**Source document:**
'''

Excel is an essential tool for daily work, offering quick and convenient data processing, making it very popular. However, its data processing capabilities are not limitless, and when confronted with big data, Excel’s performance becomes inadequate.

For data with several hundred thousand rows, just opening such a large file in Excel will take several minutes. If you perform more complex calculations, then it will become very slow, or even crash. When the data volume exceeds one million rows, Excel will truncate the data due to capacity limitations, making it unprocessable. Therefore, Excel is no longer a suitable tool for big data scenarios.

Then, would using a database work? Databases can handle slightly larger data volume, but regrettably, they are excessively complex and challenging to utilize. Here are the reasons: first, the installation environment is complex, requiring extensive configuration. Even after successful installation, Excel files must be imported into the database as database tables before they can be used. Even though it’s just about processing a single file, it requires installing a database, and importing and exporting data is too troublesome. Second, solving problems with SQL is often more challenging than with Excel, as the code logic often involves multiple layers of nesting, making it quite difficult to write. In addition, SQL debugging is also difficult and not user-friendly.

What about BI? It seems like it should be simpler. BI itself is not difficult to use, but it still relies on databases to handle big data, and also faces the same challenges in environment setup. BI software typically has smooth interactivity and a visually appealing interface, making it appear quite suitable. However, current BI tools are technically limited to multidimensional analysis, and the range of operations they can execute is quite small. Being only a small subset of SQL, many experienced Excel users find it very restrictive.

It appears that the only option is to rely on programming, after all, there’s nothing that can’t be programmed.

Programming languages indeed have more powerful computing capabilities. However, for analysts accustomed to using Excel, most programming languages have poor interactivity and a high barrier to entry. For example, VBA can enhance Excel’s computing capabilities, but its support for structured data is too weak, and programming is too cumbersome. Moreover, VBA does not have built-in big data handling capabilities, requiring manual implementation, which makes programming more cumbersome. Python’s ability to perform table calculations is adequate, but it also lacks direct big data support, which also requires manual implementation. These difficulties are already far beyond the capabilities of Excel users.

So, what is SPL, and is it easy to use?

Yes, SPL can indeed handle big data, and it’s very easy to use, making it very suitable for data analysis.

SPL is also a programming language that excels at handling tabular data and boasts powerful computing capabilities. Moreover, it can handle hundreds of thousands or millions of big data smoothly, and can even compute massive dataset that exceeds memory limits.

Importantly, while SPL is a programming language, its way of working closely resembles that of Excel, offering high interactivity. This makes it exceptionally convenient for Excel analysts, with no special requirements.

'''

**Exercises:**
**A.** According to the article on Excel and big data, what does Excel do when the data volume exceeds one million rows?
**B.** Resume the article on Excel and big data from the point where it stops, writing a few more paragraphs in the same style.
The material after the article plays no role in what you are asked to do here.

**Records supplied:**
'''

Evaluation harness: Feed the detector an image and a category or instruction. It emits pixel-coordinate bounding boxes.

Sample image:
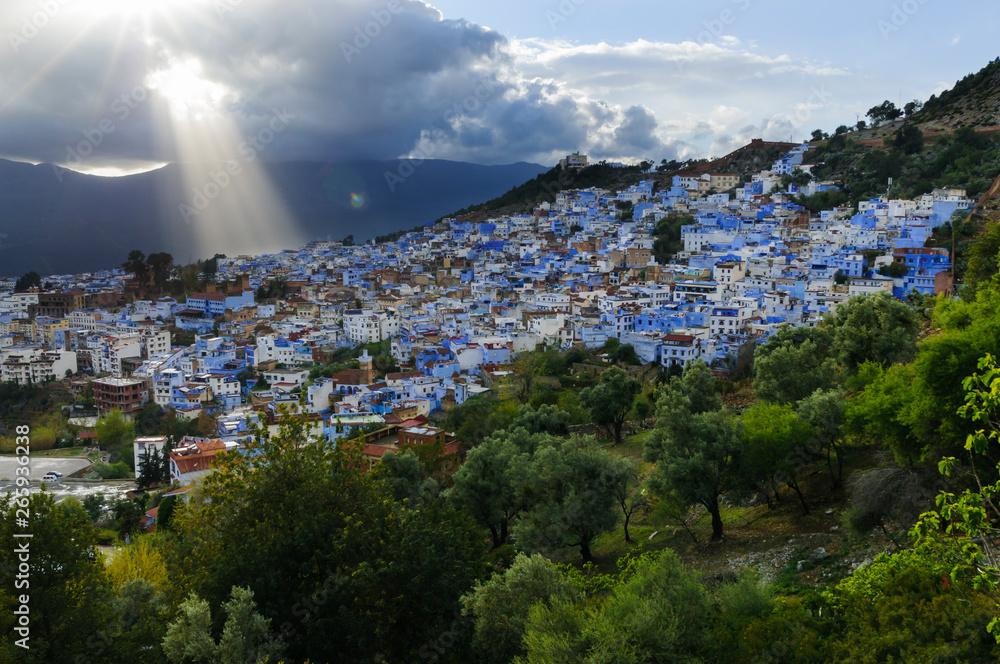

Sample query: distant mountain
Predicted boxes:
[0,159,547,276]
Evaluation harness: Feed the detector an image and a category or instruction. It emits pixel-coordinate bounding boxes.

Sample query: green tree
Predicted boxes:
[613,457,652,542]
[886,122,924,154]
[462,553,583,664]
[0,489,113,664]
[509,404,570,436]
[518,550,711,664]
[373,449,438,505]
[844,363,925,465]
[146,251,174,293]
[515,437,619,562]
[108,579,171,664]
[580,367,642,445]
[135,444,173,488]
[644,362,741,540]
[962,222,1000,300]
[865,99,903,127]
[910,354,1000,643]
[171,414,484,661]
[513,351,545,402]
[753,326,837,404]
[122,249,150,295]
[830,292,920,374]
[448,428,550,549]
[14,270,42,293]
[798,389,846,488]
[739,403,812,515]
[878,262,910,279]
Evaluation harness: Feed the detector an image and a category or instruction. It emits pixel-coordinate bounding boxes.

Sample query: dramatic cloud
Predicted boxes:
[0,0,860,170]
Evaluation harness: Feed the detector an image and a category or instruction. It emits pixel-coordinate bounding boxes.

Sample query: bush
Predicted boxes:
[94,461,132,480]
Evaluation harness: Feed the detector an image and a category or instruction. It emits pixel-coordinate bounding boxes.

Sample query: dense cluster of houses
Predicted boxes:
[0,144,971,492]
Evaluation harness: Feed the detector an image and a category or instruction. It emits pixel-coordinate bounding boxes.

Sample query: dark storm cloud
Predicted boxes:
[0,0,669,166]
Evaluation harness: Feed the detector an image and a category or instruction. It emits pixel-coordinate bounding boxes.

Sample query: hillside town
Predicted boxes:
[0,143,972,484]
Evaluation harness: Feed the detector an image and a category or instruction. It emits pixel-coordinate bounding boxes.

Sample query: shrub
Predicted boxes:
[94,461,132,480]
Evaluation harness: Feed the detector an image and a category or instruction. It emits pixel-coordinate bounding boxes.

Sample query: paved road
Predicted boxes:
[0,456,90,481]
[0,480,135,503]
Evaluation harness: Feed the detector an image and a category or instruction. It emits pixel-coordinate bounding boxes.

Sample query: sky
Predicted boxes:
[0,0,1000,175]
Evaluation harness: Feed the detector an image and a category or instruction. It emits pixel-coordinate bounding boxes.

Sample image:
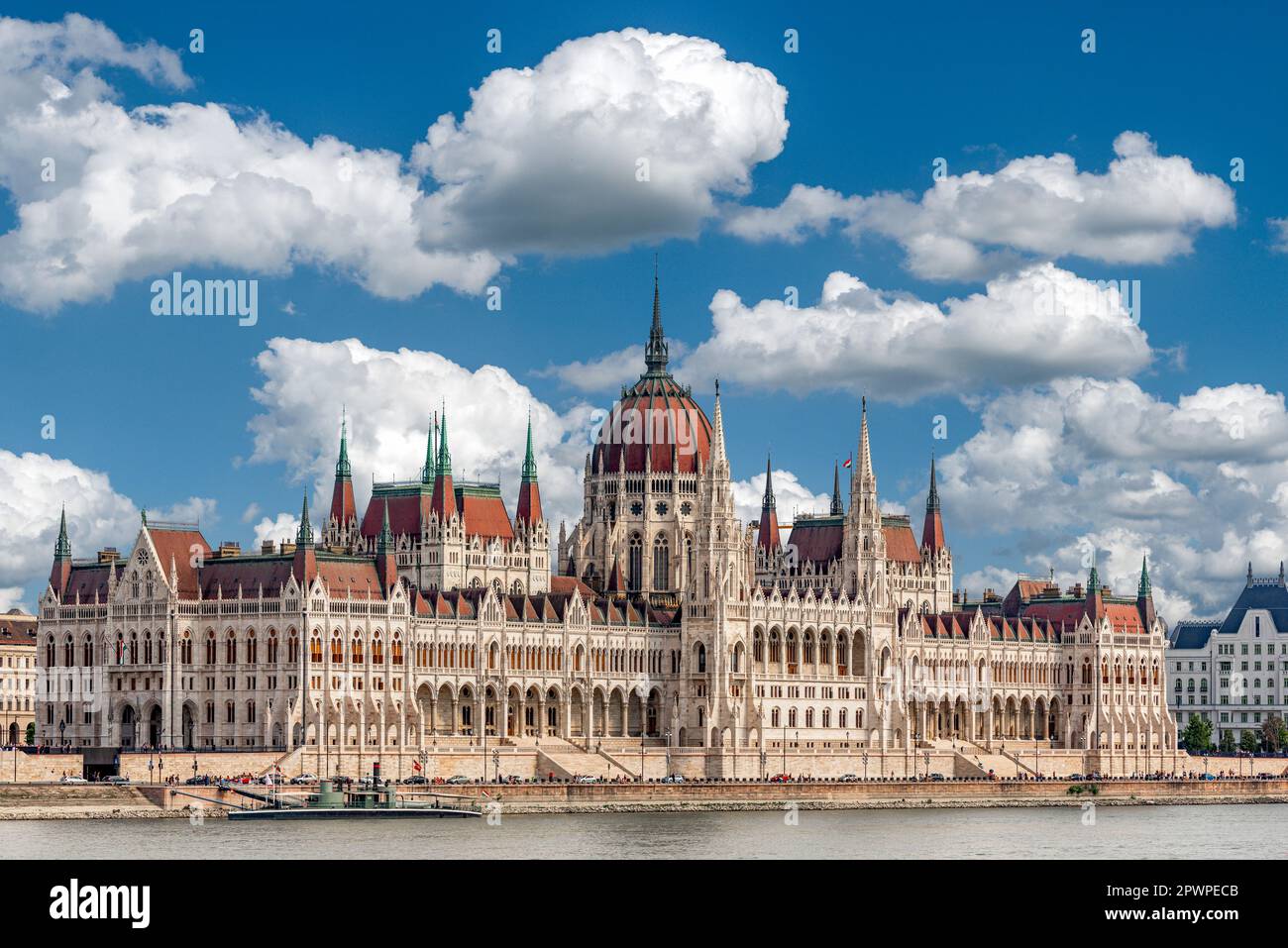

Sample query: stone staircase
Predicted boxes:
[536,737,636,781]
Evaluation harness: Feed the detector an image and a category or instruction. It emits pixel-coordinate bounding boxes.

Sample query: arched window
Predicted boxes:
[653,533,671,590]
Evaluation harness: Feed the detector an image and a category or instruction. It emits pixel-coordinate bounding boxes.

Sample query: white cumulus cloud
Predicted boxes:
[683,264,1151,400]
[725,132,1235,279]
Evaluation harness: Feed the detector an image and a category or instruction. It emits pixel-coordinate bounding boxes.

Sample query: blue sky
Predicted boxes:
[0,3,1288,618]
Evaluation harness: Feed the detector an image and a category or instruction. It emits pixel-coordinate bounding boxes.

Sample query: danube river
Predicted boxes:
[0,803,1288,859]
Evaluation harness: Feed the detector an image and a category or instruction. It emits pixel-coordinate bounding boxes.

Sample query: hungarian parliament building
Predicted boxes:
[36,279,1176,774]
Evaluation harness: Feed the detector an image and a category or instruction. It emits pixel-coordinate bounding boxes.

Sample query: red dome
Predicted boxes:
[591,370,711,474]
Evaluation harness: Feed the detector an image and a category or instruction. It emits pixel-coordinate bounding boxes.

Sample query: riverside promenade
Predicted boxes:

'''

**Solved problems:**
**A.** Excel truncates the data because of its capacity limitations, which makes the data unprocessable.

**B.**
Take an example, there is a loan order data with over 2.7 million rows, and we’ll process it using SPL.

Let’s first take a look at SPL interface, as shown in the figure below. On the left is the code/formula area, and on the right is the results area. Clicking on any cell allows you to see the result of that cell, offering high interactivity.

Similar to Excel formulas, SPL code also starts with an equals sign followed by the formula content. For example, the formula in A1 here indicates reading the order file. Following the execution of the formula, you can see the calculation results on the right side of the window, which is the order data. With formulas input on the left and results displayed on the right, the user experience is very intuitive.

Just like in Excel, you can reference other cells in SPL formulas. For example, if you want to see the file’s data volume, you can enter =A1.len() into cell A2, and the results area will show that this is a dataset with over 2.7 million rows. Being able to write and see results simultaneously is remarkably convenient.

SPL’s function syntax is concise and easy to understand.

For example, cell A1’s file().import() is to import the data.

Cell A2 is to calculate the length of data.

Cell A3 is to select data with an order amount principal greater than 5000 for orders placed after 2018.

Cell A4 is to group and aggregate principal by user and year.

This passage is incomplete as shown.